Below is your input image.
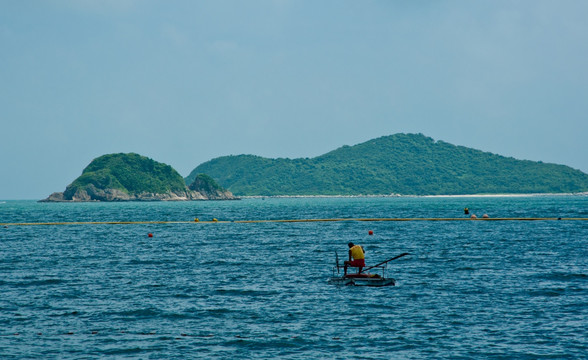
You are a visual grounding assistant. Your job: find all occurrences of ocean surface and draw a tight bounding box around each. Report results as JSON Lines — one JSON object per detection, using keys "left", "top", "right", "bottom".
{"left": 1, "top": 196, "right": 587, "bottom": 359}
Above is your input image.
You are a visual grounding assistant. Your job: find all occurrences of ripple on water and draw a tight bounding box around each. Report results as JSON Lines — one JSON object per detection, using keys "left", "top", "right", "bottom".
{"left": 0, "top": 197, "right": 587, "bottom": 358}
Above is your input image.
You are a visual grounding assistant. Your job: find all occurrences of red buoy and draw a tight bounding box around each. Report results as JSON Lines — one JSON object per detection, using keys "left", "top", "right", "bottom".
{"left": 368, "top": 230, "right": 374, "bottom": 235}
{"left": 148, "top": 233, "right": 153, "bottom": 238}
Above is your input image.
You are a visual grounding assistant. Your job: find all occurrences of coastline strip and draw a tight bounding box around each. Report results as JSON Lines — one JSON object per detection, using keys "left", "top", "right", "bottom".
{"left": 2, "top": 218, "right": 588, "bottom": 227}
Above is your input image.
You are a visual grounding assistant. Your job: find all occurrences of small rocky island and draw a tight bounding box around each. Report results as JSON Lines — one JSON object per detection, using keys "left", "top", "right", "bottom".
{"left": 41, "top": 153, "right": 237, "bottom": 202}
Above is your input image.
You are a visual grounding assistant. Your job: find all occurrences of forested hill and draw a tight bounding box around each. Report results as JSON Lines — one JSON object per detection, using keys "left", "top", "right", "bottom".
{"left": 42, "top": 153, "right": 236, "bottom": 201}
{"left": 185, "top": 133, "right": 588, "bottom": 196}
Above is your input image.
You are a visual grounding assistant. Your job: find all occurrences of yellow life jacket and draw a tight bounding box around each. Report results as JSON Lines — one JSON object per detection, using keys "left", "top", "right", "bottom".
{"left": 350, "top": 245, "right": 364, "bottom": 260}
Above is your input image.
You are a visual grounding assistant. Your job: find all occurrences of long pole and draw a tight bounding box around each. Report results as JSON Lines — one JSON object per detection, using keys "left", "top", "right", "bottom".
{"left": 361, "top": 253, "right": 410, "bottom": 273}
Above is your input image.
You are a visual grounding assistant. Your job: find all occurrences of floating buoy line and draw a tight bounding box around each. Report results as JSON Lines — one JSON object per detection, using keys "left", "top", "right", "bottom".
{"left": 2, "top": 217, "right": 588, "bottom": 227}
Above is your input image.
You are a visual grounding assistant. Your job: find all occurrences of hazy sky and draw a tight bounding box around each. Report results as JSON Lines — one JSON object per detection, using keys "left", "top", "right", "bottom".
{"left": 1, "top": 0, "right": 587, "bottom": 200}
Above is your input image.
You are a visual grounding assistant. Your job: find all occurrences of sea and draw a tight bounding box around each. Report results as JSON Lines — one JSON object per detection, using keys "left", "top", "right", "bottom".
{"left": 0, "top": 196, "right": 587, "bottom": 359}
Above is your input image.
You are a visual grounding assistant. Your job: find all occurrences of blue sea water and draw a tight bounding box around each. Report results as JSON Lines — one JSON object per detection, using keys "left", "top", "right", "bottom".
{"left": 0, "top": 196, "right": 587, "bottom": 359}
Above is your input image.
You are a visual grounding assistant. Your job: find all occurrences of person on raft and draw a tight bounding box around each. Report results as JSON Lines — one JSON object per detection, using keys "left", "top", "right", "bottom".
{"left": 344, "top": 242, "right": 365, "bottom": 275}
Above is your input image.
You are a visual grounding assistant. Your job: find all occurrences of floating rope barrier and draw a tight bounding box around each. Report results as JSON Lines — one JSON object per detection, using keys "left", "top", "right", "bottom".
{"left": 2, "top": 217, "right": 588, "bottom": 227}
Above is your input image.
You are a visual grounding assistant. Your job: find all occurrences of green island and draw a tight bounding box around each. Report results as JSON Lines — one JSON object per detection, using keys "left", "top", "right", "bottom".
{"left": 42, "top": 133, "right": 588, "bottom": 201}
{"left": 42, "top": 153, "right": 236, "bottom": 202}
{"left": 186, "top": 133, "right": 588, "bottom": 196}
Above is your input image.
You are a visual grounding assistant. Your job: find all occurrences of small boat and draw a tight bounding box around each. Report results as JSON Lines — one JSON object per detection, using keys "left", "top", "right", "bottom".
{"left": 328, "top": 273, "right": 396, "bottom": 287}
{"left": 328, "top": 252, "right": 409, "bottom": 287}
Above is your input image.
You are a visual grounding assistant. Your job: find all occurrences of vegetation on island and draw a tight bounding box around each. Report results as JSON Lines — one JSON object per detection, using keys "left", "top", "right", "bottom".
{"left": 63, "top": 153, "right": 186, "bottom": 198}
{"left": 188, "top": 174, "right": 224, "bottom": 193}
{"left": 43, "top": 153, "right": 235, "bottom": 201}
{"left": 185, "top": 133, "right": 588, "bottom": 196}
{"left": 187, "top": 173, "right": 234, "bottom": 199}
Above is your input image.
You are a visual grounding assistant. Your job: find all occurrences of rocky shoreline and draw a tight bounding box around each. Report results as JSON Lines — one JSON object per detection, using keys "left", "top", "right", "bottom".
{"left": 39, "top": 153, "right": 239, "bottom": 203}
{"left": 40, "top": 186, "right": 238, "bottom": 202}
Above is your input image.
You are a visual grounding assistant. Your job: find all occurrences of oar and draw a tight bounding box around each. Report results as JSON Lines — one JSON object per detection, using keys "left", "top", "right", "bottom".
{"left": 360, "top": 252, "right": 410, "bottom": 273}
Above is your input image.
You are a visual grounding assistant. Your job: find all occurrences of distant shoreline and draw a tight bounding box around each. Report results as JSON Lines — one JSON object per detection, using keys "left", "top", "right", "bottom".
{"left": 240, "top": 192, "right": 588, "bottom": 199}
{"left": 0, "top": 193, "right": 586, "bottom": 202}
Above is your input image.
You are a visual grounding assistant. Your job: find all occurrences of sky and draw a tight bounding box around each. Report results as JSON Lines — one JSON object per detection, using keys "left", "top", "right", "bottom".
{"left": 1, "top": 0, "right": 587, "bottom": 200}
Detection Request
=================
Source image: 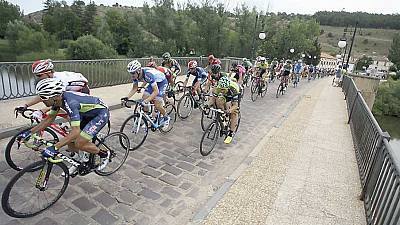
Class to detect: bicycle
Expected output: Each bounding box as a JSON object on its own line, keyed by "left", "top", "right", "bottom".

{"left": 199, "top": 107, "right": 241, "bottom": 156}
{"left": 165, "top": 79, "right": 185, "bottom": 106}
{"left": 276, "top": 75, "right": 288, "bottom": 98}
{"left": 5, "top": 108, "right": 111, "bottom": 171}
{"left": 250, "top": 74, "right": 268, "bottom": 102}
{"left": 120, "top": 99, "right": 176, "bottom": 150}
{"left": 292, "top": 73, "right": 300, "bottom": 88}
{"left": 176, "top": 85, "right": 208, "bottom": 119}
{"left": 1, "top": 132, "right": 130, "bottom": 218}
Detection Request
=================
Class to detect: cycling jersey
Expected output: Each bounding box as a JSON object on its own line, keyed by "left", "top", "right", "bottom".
==*==
TASK INSTRUCTIONS ::
Without the pictures, give every line of the data again, exactly as written.

ANSWER AREA ::
Below is your input image.
You are a visual grounding assistant. Your job: find all occurrences of ocean surface and draw a tight bounding box around each. Report results as JSON Lines — one JSON object per detection, using keys "left", "top", "right", "bottom".
{"left": 1, "top": 196, "right": 587, "bottom": 359}
Above is your input image.
You are a visual grounding assistant. Your job: find all occurrences of ripple on water and draw a tight bounding box around each. Report results as JSON Lines — one JSON object per detection, using keys "left", "top", "right", "bottom".
{"left": 0, "top": 197, "right": 587, "bottom": 358}
Above is your input image.
You are a visual grounding assistant. Your job: find all occurrences of red buoy and draw a tight bounding box around each. Report results as JSON Lines — one JSON object per detection, using keys "left", "top", "right", "bottom".
{"left": 368, "top": 230, "right": 374, "bottom": 235}
{"left": 148, "top": 233, "right": 153, "bottom": 238}
Above is your input image.
You are a visual grounding assistant. Your job: find all occurrences of coastline strip and draw a tight bounding box around each. Report results as JSON Lines — one JSON object per detection, using keys "left", "top", "right", "bottom".
{"left": 2, "top": 218, "right": 588, "bottom": 227}
Above is your input image.
You are a visual grounding assistant. Your job: find all occurrences of small rocky island and draw a tight bounding box around each. Report results as JSON Lines — one JSON object per detection, using keys "left", "top", "right", "bottom".
{"left": 41, "top": 153, "right": 237, "bottom": 202}
Above is your input image.
You are a visual grounding assistant. Your job: find all occurrences of forested hill and draw a tight bounding box around each. Report results as JSON Lines — one JSON object per detection, using keys "left", "top", "right", "bottom".
{"left": 42, "top": 153, "right": 236, "bottom": 201}
{"left": 185, "top": 133, "right": 588, "bottom": 196}
Above is your input image.
You are a visual grounding assistant. Your job: find all occurrences of yellow life jacket and draw a tight bounding box around each. Report results as JSON Lines — one JSON object per detection, using keys "left", "top", "right", "bottom".
{"left": 350, "top": 245, "right": 364, "bottom": 260}
Above is your input image.
You are a visual grounding assistant. Your job: find all occurrences of long pole and draw a tight bounding box around each. Report results as JSON Lines — one JSON object per detection, using keys "left", "top", "right", "bottom".
{"left": 361, "top": 253, "right": 410, "bottom": 273}
Above is your input image.
You are a visual grounding assistant. Your job: find all occurrences of floating buoy line and draw a tight bounding box around each. Report results as JSON Lines — one JSON object per detection, using keys "left", "top", "right", "bottom".
{"left": 2, "top": 217, "right": 588, "bottom": 227}
Above is your input image.
You are a visual grounding assistant. Your job: find all occurrences of hazy sky and draw a tight bounding box around each. Report results as JSON Lines — one JSON object per detection, using keys "left", "top", "right", "bottom".
{"left": 1, "top": 0, "right": 587, "bottom": 200}
Above is your input image.
You are a visual grounding assistant. Your job: find all occurrences of sea and draw a tight bounding box around each. Report results as JSON Lines — one JSON object per detection, using keys "left", "top", "right", "bottom".
{"left": 0, "top": 196, "right": 587, "bottom": 359}
Above is your input image.
You are a visual grounding assistant. Your job: find all occurrences of blue sea water and draw a tight bounding box around each. Report results as JSON Lines — one JSON object per detection, using keys "left", "top", "right", "bottom".
{"left": 0, "top": 196, "right": 587, "bottom": 359}
Above is your input image.
You are a visual grounding assistant. Your job: find all occurrences of person on raft and draw a tight bounding box around each. Report results as JSON Lines — one JSON object per detection, using keys "left", "top", "right", "bottom".
{"left": 344, "top": 242, "right": 365, "bottom": 275}
Above is your input image.
You are a visual grounding assistant. Your job: find all occurrences of floating rope barrier and draw a tight bounding box around each. Report results as JSON Lines — one JSON object per detection, using keys "left", "top", "right", "bottom".
{"left": 2, "top": 217, "right": 588, "bottom": 227}
Above is your input image.
You are a visual grounding assistant. Your job: find all occurrences of green island and draw a tight bounding box around each. Report results as JSON Lines — one JSON object per detection, using keys "left", "top", "right", "bottom".
{"left": 42, "top": 133, "right": 588, "bottom": 201}
{"left": 42, "top": 153, "right": 236, "bottom": 202}
{"left": 186, "top": 133, "right": 588, "bottom": 196}
Above is your input image.
You are a visual grounding assistant. Your job: find all occurrences of small boat and draw a tight bounding box around each. Report results as JSON Lines — one JSON object per detection, using keys "left", "top", "right", "bottom".
{"left": 328, "top": 273, "right": 396, "bottom": 287}
{"left": 328, "top": 252, "right": 409, "bottom": 287}
Above is your input image.
You are a visual grounding assistant. Your job: find all occurrences of vegetation on island and draw a tight bounding box around each. Report results as JSON Lines — one JSON object per detection, using keys "left", "top", "right", "bottom".
{"left": 63, "top": 153, "right": 186, "bottom": 198}
{"left": 188, "top": 174, "right": 224, "bottom": 193}
{"left": 43, "top": 153, "right": 235, "bottom": 201}
{"left": 185, "top": 133, "right": 588, "bottom": 196}
{"left": 187, "top": 173, "right": 234, "bottom": 199}
Above is your input image.
You are a visual grounding assistant. Your job: find all occurrences of rocky shoreline and draw a tight bounding box around each. Report results as JSON Lines — one JSON object per detection, using keys "left", "top", "right", "bottom".
{"left": 39, "top": 153, "right": 239, "bottom": 203}
{"left": 40, "top": 186, "right": 238, "bottom": 202}
Above is your input image.
You are a visual grounding assistant. Your job: find all occurrences of oar and draw a tight bounding box around each. Report results as JSON Lines — one JSON object per detection, using keys "left", "top", "right", "bottom".
{"left": 360, "top": 252, "right": 410, "bottom": 273}
Above is your input image.
You are a visual grounding assistant. Your job: find all occurrences of distant shoreline and draw a tight bounding box around each. Report results as JSON Lines — one JSON object per detection, using keys "left", "top", "right", "bottom".
{"left": 240, "top": 192, "right": 588, "bottom": 199}
{"left": 0, "top": 193, "right": 586, "bottom": 202}
Above is your input image.
You are a visual grounding assistant. Your job: find all occurrences of sky and draw a tight bounding box around each. Report results as JSON Lines — one JSON object per detection, using keys "left", "top", "right", "bottom".
{"left": 1, "top": 0, "right": 587, "bottom": 200}
Detection Request
=================
Source image: 
Class to detect: bicycle
Expected output: Each bounding box as a JSON object on its own line, keyed by "left", "top", "right", "bottom".

{"left": 199, "top": 107, "right": 241, "bottom": 156}
{"left": 165, "top": 79, "right": 185, "bottom": 106}
{"left": 276, "top": 75, "right": 288, "bottom": 98}
{"left": 5, "top": 108, "right": 111, "bottom": 171}
{"left": 250, "top": 74, "right": 268, "bottom": 102}
{"left": 120, "top": 99, "right": 176, "bottom": 150}
{"left": 292, "top": 73, "right": 300, "bottom": 88}
{"left": 176, "top": 85, "right": 208, "bottom": 119}
{"left": 1, "top": 132, "right": 130, "bottom": 218}
Detection Request
=================
Class to detect: cycling jersey
Expected output: Each bounding box as a JSON object on its own line, keyed by "left", "top", "right", "bottom".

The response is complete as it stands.